Given problem 1 |
Say whether each statement agrees with the article below about Gerda Steyn's Two Oceans win: (a) Steyn shook her opponent's hand as she passed her; (b) Steyn's winning time was 3:39:31; (c) Steyn moved to Dubai for work in 2014. Answer yes or no for each, and quote the deciding words of the article.

Page extract |
No Looking Back


As Gerda Steyn pulled up next to Polish race leader Dominika Stelmach-Stawczyk around the 45km mark of the 2018 Old Mutual Two Oceans Marathon, she did something that had many a pundit thinking back to the days of Bruce Fordyce in his prime. She turned to her opponent and congratulated her on a good run, then went past her and never looked back. Not once! – BY SEAN FALCONER

The famous story of the Fordyce Handshake has become part of South African racing folklore. In the 1980s, the nine-time winner of the Comrades Marathon would pull up alongside the leader of the race, give him a solid clap on the back, congratulate him on a great run and tell him he looked great, crunch his hand in a strong handshake, and then rapidly pull away. The idea was to psychologically tell the now former leader, you may be strong, but I’m stronger, and I’m going to win. And that’s what it looked like Gerda had done to the Pole, but she just laughs when asked if that was her plan. “I actually didn’t shake her hand, because I was worried that she could still catch me again in the last 10km!” explains Gerda.

“Coming down Chappies, I heard she was 800m ahead, and as we got into Hout Bay and hit the marathon mark, I could see her just ahead of me. I kept gaining on her up the Constantia Nek climb and caught her just before the top, and that’s when I said a few words to her, and congratulated her on a great run. She asked me where the other women were, which I couldn’t make out at first, but she repeated, ‘How far behind?’ I told her to relax, she still had a big gap, but that’s when I knew I could win it. Still, I thought she would be chasing me, because she still looked good, so I never turned around again and just ran for my life. I decided I’m going to give it my all, and if she still catches me, she deserves the win. The last five kays were especially hard, and I was not feeling the love in my legs, but that’s how I planned it. The Two Oceans is back-loaded in terms of the hills, so I knew it would be hard and I felt destroyed by the end.”

However, that couldn’t stop a massive smile appearing as Gerda came hurtling down the home straight at UCT, waving to the crowd and punching the air in delight as she broke the tape in 3:39:31. “I was so tired at the end, but that crowd gave me new energy and it felt like I was doing a 100m sprint. Finishing fourth at Comrades last year was incredible, but this is by far the highlight of my running career so far. Actually, of my life!” Remarkably, her winning time not only beat her own previous best for the race by more than 36 minutes, it was also the third-fastest ever by a South African woman at Two Oceans – only Frith van der Merwe’s race record 3:30:36 from 1989 (on the old, faster course) and Azwindini (Gladys) Lukhwareni’s 3:38:56 in 2004 were faster.

It’s been a positively meteoric rise to ultra-stardom for 28-year-old Gerda. Born and raised in the Free State, she had always loved sport at school, trying everything, but had never been a runner. Then at university she took up recreational running with a friend for general fitness, and even did a few half marathons, but nothing serious. Having qualified as a quantity surveyor, she moved to Dubai for work in 2014, and it was there that she began to take running a bit more seriously.

“After two months in Dubai I decided to join a running club to make friends and stay healthy. The first time I joined the Desert Road Runners, I met a large group of South African Expats who regularly come back to SA to run the Comrades. They invited me to join them and I said maybe one day, because I had watched the race on TV with my mom when I was young, but just seven months later I was on a plane to SA to attempt my first Comrades. Around the same time I met my fiancé, Duncan Ross, who works for Emirates Airline and is also a Comrades runner.

Dataset records |
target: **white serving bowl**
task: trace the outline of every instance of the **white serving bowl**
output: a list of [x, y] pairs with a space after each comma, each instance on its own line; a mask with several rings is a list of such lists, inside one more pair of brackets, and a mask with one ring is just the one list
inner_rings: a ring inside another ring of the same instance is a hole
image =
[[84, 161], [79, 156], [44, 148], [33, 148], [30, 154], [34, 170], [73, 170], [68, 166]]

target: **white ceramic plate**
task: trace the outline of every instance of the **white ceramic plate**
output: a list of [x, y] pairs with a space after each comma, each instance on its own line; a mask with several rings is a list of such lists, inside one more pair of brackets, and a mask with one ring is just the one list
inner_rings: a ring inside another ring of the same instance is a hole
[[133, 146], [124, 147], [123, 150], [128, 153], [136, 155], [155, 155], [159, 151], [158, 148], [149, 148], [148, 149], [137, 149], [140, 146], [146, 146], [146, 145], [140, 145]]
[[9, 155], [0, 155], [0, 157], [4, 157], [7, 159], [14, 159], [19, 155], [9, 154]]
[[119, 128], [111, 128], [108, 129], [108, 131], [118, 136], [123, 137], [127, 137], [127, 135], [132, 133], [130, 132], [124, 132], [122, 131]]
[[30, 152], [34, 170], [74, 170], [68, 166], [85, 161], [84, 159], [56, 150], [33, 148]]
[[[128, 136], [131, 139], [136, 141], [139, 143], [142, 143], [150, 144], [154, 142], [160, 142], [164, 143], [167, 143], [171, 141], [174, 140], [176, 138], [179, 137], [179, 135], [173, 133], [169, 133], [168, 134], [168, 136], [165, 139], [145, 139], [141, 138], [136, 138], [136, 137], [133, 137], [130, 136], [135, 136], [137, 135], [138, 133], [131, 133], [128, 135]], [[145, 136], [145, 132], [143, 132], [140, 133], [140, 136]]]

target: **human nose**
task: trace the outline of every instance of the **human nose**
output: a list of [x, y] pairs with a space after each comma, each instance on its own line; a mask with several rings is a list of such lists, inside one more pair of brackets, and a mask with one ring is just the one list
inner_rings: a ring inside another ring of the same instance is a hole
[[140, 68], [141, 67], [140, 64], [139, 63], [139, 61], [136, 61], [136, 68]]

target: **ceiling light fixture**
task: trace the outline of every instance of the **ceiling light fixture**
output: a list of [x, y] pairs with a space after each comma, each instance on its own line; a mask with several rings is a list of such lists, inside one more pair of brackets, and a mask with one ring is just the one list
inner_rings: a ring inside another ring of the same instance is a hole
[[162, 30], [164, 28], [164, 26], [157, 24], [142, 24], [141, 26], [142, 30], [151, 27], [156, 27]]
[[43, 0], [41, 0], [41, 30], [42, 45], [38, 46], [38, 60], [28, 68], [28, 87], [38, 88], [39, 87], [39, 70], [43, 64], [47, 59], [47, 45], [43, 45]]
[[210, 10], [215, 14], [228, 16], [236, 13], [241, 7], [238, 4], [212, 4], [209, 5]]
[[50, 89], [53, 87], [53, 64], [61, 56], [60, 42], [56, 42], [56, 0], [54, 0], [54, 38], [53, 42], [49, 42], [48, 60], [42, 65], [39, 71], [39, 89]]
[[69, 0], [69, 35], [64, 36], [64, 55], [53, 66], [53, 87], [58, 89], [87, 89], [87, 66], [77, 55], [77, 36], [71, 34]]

Given problem 2 |
Please write out the rows again, starting at the line that contains "target: **white ceramic plate**" and ending at the line that contains "155], [9, 154]]". Substitute "white dinner plate" for "white ceramic plate" and keep everything else the same.

Exercise response 1 |
(a) No: "I actually didn’t shake her hand, because I was worried that she could still catch me again in the last 10km!"
(b) Yes: "as she broke the tape in 3:39:31"
(c) Yes: "she moved to Dubai for work in 2014"

Exercise response 2 |
target: **white dinner plate**
task: trace the outline of every instance of the **white dinner plate**
output: a list of [x, y] pairs with a space after each comma, each instance on its own line; a mask with several rings is a list of such lists, inside one more pair of brackets, and a mask with one ring is just the one list
inner_rings: a ring inside another ring of the same instance is a hole
[[133, 146], [124, 147], [123, 150], [128, 153], [136, 155], [155, 155], [159, 151], [158, 148], [149, 148], [148, 149], [137, 149], [140, 146], [146, 146], [146, 145], [140, 145]]
[[9, 155], [0, 155], [0, 157], [4, 157], [7, 159], [14, 159], [19, 155], [9, 154]]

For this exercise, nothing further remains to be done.